Task directions:
Where a line of the data holds the word "backrest", copy that line.

Annotated photo localization data:

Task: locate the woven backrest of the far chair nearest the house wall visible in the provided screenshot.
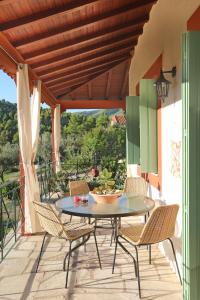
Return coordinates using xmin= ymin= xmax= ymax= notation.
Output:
xmin=124 ymin=177 xmax=147 ymax=196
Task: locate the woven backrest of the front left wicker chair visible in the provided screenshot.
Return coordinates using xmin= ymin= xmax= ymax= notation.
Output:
xmin=33 ymin=201 xmax=67 ymax=238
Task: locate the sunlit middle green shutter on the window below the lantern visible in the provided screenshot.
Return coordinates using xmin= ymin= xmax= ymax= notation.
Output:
xmin=140 ymin=79 xmax=158 ymax=173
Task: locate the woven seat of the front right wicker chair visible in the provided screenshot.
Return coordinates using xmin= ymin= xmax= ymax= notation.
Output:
xmin=119 ymin=224 xmax=144 ymax=244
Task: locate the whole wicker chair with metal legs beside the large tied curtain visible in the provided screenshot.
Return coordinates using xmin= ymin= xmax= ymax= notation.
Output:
xmin=33 ymin=202 xmax=101 ymax=288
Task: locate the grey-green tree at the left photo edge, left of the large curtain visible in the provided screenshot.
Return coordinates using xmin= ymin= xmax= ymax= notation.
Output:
xmin=0 ymin=143 xmax=19 ymax=183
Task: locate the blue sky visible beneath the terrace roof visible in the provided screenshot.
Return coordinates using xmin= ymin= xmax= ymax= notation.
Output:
xmin=0 ymin=70 xmax=95 ymax=112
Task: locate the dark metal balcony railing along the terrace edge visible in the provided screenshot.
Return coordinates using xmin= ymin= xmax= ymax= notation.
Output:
xmin=0 ymin=161 xmax=126 ymax=261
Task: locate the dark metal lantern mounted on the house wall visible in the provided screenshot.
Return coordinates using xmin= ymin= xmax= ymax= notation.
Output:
xmin=155 ymin=67 xmax=176 ymax=101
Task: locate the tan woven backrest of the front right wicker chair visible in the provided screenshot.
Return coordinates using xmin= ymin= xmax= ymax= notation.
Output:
xmin=138 ymin=204 xmax=179 ymax=244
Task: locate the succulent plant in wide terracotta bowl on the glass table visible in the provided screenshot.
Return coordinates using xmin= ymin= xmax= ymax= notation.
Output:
xmin=91 ymin=169 xmax=122 ymax=203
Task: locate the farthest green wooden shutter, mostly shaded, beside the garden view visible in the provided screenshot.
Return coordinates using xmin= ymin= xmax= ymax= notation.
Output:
xmin=126 ymin=96 xmax=140 ymax=164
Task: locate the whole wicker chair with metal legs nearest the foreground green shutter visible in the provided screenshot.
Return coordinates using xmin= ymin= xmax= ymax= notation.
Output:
xmin=112 ymin=204 xmax=182 ymax=298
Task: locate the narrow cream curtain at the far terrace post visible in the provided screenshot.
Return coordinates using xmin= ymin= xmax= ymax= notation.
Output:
xmin=54 ymin=104 xmax=61 ymax=173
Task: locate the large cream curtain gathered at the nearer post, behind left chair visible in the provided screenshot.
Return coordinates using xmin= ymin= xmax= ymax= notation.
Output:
xmin=17 ymin=65 xmax=41 ymax=233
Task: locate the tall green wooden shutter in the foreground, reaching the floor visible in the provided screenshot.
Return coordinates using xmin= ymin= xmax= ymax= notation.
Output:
xmin=182 ymin=32 xmax=200 ymax=300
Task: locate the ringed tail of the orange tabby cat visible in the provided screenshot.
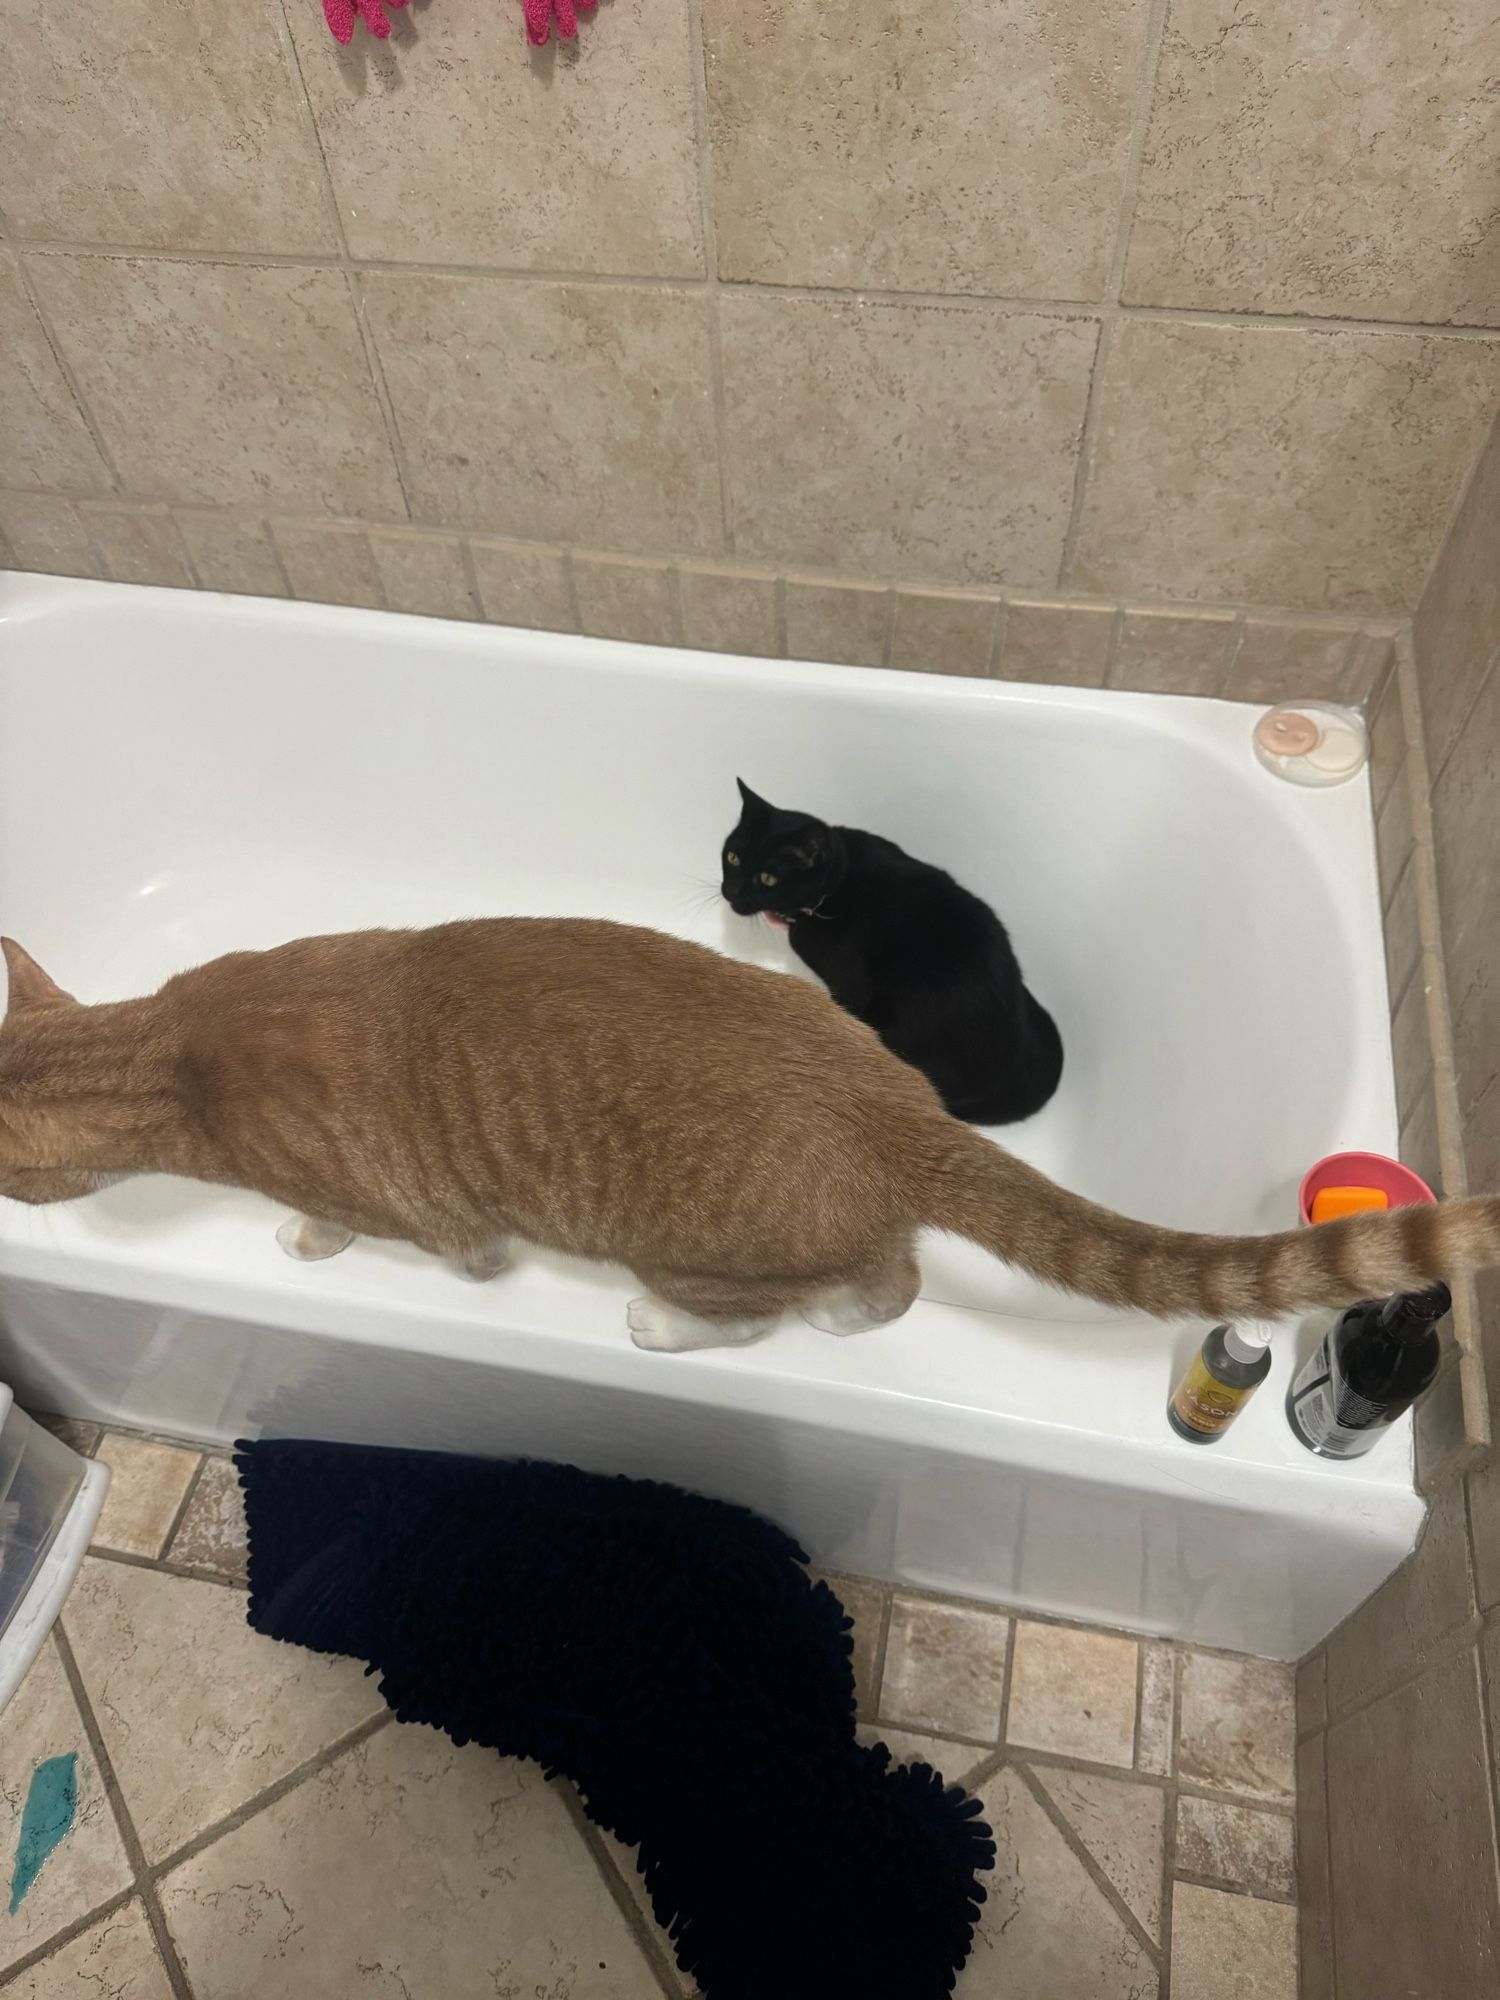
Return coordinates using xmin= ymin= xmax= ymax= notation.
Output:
xmin=922 ymin=1126 xmax=1500 ymax=1320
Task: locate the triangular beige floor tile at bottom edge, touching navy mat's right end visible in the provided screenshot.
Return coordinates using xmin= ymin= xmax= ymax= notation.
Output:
xmin=956 ymin=1768 xmax=1176 ymax=2000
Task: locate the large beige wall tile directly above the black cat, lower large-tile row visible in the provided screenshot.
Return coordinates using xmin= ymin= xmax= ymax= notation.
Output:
xmin=720 ymin=292 xmax=1098 ymax=588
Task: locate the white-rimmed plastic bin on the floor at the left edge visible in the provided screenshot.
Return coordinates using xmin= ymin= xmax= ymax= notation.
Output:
xmin=0 ymin=1382 xmax=110 ymax=1714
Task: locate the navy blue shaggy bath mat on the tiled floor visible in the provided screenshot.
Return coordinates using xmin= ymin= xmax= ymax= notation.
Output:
xmin=236 ymin=1440 xmax=994 ymax=2000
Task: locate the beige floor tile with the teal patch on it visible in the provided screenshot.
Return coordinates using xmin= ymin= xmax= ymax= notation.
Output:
xmin=0 ymin=1640 xmax=130 ymax=1968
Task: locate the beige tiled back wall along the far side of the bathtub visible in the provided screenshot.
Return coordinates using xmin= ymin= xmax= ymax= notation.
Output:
xmin=0 ymin=0 xmax=1500 ymax=700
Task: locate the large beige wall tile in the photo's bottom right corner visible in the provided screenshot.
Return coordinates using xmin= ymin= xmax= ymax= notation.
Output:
xmin=1328 ymin=1646 xmax=1500 ymax=2000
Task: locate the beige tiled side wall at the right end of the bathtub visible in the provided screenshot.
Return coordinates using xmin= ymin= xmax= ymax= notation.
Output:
xmin=1298 ymin=402 xmax=1500 ymax=2000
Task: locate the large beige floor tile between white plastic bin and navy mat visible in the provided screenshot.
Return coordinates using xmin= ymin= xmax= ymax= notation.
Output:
xmin=64 ymin=1558 xmax=382 ymax=1860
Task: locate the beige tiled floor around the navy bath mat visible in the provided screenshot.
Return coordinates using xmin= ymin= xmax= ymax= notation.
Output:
xmin=0 ymin=1428 xmax=1296 ymax=2000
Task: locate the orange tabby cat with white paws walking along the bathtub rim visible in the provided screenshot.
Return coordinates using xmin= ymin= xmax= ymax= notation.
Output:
xmin=0 ymin=918 xmax=1500 ymax=1348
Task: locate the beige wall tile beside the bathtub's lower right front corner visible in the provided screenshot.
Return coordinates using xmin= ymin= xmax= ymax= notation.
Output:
xmin=1328 ymin=1488 xmax=1474 ymax=1716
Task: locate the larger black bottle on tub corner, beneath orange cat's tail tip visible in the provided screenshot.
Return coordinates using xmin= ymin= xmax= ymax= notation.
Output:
xmin=1286 ymin=1284 xmax=1452 ymax=1458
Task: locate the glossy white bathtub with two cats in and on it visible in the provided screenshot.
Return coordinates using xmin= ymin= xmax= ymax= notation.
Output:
xmin=0 ymin=576 xmax=1422 ymax=1658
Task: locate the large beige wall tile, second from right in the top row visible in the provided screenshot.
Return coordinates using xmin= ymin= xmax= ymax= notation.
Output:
xmin=704 ymin=0 xmax=1146 ymax=298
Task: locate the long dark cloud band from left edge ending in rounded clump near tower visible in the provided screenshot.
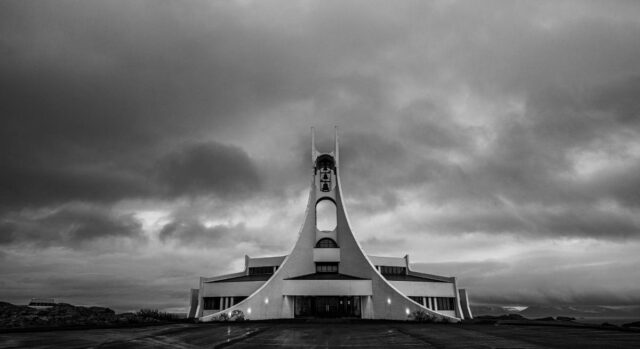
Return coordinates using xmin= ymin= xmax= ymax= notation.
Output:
xmin=0 ymin=141 xmax=260 ymax=209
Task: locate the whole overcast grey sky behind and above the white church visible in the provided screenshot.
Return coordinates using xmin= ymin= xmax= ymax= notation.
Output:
xmin=0 ymin=0 xmax=640 ymax=311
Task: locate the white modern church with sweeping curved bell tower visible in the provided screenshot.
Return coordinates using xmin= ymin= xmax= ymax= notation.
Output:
xmin=188 ymin=129 xmax=472 ymax=322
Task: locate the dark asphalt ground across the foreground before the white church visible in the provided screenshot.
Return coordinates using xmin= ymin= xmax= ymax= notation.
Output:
xmin=0 ymin=321 xmax=640 ymax=348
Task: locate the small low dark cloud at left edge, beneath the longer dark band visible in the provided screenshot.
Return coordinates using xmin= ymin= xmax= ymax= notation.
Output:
xmin=0 ymin=204 xmax=142 ymax=248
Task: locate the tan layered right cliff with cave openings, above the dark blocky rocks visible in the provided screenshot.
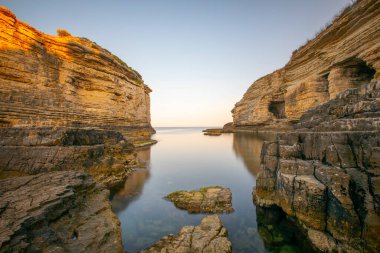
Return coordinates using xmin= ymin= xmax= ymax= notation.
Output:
xmin=232 ymin=0 xmax=380 ymax=128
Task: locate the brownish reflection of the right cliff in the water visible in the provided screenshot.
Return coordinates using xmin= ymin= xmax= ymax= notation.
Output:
xmin=233 ymin=133 xmax=274 ymax=177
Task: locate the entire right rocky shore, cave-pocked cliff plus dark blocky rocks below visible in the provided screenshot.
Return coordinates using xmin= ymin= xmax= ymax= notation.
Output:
xmin=226 ymin=0 xmax=380 ymax=252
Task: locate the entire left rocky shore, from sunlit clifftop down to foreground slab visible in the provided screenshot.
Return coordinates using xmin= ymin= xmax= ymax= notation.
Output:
xmin=0 ymin=7 xmax=156 ymax=252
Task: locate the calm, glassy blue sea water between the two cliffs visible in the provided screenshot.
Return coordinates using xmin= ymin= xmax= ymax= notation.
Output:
xmin=112 ymin=128 xmax=302 ymax=252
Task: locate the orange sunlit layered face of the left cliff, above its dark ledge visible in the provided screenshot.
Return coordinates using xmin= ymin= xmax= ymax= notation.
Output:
xmin=0 ymin=7 xmax=151 ymax=127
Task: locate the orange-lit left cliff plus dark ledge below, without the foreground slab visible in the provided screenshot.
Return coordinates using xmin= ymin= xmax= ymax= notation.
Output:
xmin=0 ymin=7 xmax=154 ymax=186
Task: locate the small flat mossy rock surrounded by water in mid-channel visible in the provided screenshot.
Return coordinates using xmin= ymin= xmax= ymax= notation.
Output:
xmin=165 ymin=186 xmax=234 ymax=213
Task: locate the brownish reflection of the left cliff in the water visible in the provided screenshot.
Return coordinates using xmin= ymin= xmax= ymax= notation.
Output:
xmin=112 ymin=147 xmax=150 ymax=213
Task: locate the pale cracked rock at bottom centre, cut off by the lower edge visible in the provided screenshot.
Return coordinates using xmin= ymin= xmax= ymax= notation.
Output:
xmin=141 ymin=215 xmax=232 ymax=253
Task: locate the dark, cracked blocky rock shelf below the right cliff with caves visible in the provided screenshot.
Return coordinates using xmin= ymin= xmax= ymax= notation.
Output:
xmin=254 ymin=81 xmax=380 ymax=252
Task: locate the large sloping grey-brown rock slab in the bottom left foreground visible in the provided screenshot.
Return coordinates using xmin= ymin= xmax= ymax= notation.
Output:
xmin=0 ymin=171 xmax=122 ymax=252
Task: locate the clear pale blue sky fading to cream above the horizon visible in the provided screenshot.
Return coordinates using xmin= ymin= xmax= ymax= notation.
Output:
xmin=0 ymin=0 xmax=351 ymax=127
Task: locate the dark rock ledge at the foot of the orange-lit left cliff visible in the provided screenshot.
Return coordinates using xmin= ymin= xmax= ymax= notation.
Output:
xmin=0 ymin=127 xmax=145 ymax=187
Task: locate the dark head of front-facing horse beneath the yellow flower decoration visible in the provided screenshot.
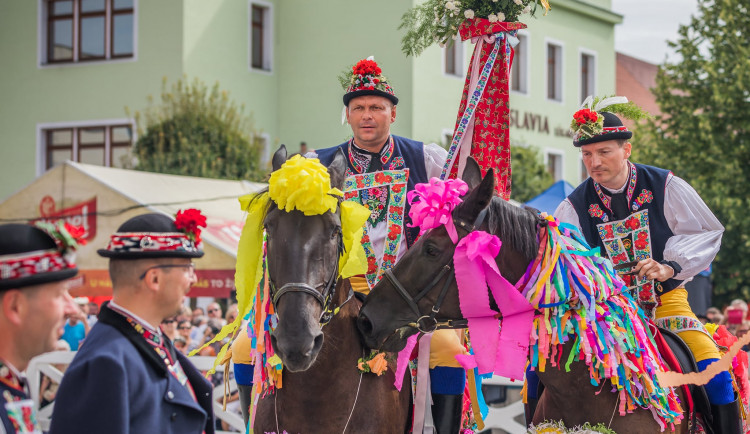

Answer to this problem:
Task: locate the woven backrest of the far chair nearest the house wall visible in the provided screenshot.
Task: locate the woven backrest of the front left wicker chair visible in the provided screenshot.
Task: locate the tan woven backrest of the front right wicker chair visible in the provided screenshot.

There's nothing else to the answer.